* **DATA EXCERPTS**:
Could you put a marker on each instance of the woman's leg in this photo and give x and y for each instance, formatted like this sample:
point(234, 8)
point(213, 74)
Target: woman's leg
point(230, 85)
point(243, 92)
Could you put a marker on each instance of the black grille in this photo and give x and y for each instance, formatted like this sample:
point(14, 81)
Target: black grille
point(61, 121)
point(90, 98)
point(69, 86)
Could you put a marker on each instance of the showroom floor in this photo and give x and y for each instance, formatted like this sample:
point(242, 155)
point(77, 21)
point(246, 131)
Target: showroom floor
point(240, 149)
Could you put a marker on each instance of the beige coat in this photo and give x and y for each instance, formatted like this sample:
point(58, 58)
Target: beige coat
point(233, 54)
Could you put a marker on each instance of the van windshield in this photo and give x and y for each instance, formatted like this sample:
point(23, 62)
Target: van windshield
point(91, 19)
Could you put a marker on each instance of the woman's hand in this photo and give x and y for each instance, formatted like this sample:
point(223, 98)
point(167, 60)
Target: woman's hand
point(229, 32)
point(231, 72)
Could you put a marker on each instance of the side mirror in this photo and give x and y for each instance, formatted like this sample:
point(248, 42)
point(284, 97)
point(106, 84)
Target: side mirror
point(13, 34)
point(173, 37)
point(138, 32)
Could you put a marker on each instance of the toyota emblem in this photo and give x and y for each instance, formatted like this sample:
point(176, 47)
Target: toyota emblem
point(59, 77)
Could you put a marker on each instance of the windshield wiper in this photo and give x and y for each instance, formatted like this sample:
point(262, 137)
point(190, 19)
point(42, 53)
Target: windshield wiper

* **PROBLEM STATEMENT**:
Reproduce every line of all the items above verbatim, without any change.

* **RESPONSE FOR THIS EXERCISE**:
Could you put a marker on each instance of the woman's leg in this photo and give x and y for each instance, formatted like this sample:
point(234, 8)
point(213, 74)
Target: woman's leg
point(230, 85)
point(243, 92)
Could you put a marker on each instance of the black grille in this photo and give x and y for each instance, formatted like this sample:
point(14, 81)
Target: black grille
point(61, 121)
point(90, 98)
point(69, 86)
Could you put a marker on each instance of the showroom floor in this photo and give x and y for each instance, formatted like this sample:
point(242, 155)
point(77, 21)
point(246, 131)
Target: showroom floor
point(240, 149)
Could you put a marker on each instance of the beige coat in this photo and give x and y for each instance, formatted like this sample:
point(58, 58)
Target: beige coat
point(233, 54)
Could you put a marker on each instance of the van windshield in this photo and give x and y for each instance, formatted like this sample:
point(23, 62)
Target: van windshield
point(91, 19)
Could you put a marker on each instance of the woman's hand in this photo and give x and y for each instance, formatted like this sample:
point(223, 98)
point(167, 60)
Target: woman's hand
point(229, 32)
point(231, 72)
Could you put a marker on each instance of the side mirror in this photo and give x and y for each instance, formatted like this sample:
point(248, 42)
point(284, 97)
point(106, 84)
Target: side mirror
point(13, 34)
point(173, 37)
point(138, 32)
Could you put a marker on each instance of the toyota emblem in this photo and give x and y for each instance, formatted like this sample:
point(176, 47)
Target: toyota emblem
point(59, 77)
Could you put a marker on each instance of the windshield wiper in this photo and give x and y for each instance, formatted like this sample:
point(262, 137)
point(190, 19)
point(42, 53)
Target: windshield wiper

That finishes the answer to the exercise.